====== Data in this exercise ======

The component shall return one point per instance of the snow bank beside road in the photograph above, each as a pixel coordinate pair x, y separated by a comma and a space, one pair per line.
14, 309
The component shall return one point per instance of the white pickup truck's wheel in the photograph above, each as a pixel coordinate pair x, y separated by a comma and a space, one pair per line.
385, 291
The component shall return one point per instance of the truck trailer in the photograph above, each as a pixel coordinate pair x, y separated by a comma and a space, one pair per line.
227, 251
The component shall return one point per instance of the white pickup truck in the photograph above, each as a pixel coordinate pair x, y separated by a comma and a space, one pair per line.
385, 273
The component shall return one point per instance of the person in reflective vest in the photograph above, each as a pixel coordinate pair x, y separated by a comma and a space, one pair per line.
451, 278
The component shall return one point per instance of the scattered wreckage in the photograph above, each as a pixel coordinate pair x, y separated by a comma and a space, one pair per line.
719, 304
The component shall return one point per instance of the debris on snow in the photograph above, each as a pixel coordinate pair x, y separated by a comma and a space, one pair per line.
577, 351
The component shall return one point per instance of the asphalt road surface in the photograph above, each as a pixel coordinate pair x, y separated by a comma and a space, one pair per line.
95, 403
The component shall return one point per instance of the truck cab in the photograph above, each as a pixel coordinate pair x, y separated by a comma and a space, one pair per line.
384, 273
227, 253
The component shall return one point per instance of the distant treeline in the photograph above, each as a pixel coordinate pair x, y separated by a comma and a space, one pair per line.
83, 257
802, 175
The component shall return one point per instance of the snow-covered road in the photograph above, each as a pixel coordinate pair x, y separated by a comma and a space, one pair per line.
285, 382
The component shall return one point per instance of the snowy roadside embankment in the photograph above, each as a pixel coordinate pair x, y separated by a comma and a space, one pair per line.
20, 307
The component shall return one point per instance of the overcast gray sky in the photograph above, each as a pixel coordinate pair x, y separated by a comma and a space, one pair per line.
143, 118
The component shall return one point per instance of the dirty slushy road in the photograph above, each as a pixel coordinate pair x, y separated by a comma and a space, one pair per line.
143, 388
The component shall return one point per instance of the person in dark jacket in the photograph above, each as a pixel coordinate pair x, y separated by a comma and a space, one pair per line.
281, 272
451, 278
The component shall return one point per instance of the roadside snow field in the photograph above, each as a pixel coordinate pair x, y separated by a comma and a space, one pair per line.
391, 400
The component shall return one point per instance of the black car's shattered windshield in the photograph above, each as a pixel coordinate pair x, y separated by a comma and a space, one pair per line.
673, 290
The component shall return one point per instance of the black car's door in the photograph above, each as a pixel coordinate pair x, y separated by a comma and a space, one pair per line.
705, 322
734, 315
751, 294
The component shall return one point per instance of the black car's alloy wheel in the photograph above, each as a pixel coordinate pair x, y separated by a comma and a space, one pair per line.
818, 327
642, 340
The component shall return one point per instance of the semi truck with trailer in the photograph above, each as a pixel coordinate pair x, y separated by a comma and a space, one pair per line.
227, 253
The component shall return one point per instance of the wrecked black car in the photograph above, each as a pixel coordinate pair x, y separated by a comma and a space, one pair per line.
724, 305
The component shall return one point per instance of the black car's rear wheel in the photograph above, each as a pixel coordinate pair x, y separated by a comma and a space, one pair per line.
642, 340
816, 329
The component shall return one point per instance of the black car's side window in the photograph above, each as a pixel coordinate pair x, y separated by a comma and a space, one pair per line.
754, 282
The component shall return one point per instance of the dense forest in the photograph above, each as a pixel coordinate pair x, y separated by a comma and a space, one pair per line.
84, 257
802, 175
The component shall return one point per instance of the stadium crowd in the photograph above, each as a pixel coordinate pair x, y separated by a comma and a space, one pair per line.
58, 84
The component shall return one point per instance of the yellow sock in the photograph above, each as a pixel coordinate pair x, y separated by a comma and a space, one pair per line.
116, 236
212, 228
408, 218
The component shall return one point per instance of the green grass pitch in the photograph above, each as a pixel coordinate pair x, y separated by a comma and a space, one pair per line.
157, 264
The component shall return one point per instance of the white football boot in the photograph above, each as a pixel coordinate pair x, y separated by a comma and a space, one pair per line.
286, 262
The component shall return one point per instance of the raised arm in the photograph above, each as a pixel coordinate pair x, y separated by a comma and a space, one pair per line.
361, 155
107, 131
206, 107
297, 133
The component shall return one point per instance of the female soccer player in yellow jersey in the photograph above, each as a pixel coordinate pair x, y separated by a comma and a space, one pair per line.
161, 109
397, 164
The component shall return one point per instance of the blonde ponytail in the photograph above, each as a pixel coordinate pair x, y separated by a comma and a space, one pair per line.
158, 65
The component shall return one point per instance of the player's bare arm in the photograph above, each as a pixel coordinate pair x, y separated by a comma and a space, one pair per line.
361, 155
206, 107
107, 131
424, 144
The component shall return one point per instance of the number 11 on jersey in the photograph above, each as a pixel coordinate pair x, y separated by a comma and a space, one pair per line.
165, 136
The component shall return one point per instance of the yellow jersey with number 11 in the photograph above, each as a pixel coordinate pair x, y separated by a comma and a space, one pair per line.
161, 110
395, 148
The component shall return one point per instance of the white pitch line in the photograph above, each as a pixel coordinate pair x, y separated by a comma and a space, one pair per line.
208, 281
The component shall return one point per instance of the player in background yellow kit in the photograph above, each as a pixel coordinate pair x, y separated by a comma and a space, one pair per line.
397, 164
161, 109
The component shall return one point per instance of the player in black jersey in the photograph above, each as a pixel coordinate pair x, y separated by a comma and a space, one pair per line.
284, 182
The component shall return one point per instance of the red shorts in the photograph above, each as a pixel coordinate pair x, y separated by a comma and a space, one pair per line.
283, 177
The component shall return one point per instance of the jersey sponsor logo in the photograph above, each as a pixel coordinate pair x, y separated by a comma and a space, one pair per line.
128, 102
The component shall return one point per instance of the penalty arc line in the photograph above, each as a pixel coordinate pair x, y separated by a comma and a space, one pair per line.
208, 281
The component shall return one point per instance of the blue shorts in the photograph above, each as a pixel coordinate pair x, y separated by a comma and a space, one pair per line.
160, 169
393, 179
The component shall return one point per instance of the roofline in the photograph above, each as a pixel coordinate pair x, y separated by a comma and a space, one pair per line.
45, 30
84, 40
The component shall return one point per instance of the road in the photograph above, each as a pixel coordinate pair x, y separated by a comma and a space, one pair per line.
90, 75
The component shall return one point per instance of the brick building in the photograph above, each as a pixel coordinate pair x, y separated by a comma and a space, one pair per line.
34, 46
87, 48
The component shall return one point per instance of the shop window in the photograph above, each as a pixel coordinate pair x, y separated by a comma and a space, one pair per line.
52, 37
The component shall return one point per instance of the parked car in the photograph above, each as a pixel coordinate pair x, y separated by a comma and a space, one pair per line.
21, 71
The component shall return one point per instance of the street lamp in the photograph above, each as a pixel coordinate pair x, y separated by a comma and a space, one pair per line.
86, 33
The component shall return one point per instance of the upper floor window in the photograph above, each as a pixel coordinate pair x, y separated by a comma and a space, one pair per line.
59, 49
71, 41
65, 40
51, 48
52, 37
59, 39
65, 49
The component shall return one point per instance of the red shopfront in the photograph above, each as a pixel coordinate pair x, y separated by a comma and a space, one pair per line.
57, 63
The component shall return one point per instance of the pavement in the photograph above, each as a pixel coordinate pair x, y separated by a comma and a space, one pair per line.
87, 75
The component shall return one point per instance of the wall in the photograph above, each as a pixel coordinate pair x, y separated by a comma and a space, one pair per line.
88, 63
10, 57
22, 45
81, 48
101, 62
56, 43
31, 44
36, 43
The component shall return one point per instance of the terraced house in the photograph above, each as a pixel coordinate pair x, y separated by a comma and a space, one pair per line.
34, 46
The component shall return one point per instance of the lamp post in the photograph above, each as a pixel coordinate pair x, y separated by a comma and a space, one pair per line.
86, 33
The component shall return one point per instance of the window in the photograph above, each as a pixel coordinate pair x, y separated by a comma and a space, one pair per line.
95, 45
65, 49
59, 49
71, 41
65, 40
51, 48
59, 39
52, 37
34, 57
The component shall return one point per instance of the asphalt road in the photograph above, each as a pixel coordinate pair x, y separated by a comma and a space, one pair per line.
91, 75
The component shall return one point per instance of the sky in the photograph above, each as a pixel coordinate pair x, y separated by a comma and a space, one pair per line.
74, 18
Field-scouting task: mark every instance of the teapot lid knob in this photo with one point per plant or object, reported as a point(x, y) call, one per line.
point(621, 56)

======

## Goal:
Copy the rows word for word, starting at the line containing "The component shall return one point per instance of the sky" and ending at the last of the rows.

## Complete response:
The component shall return one point per instance of the sky in the photograph above, each as a pixel coordinate pair x, y separated by a comma and a space, one pair per line.
74, 18
Field-scouting task: mark every instance of the teapot lid knob in this photo with one point per plant or object, reported as a point(x, y) call, one per line.
point(621, 56)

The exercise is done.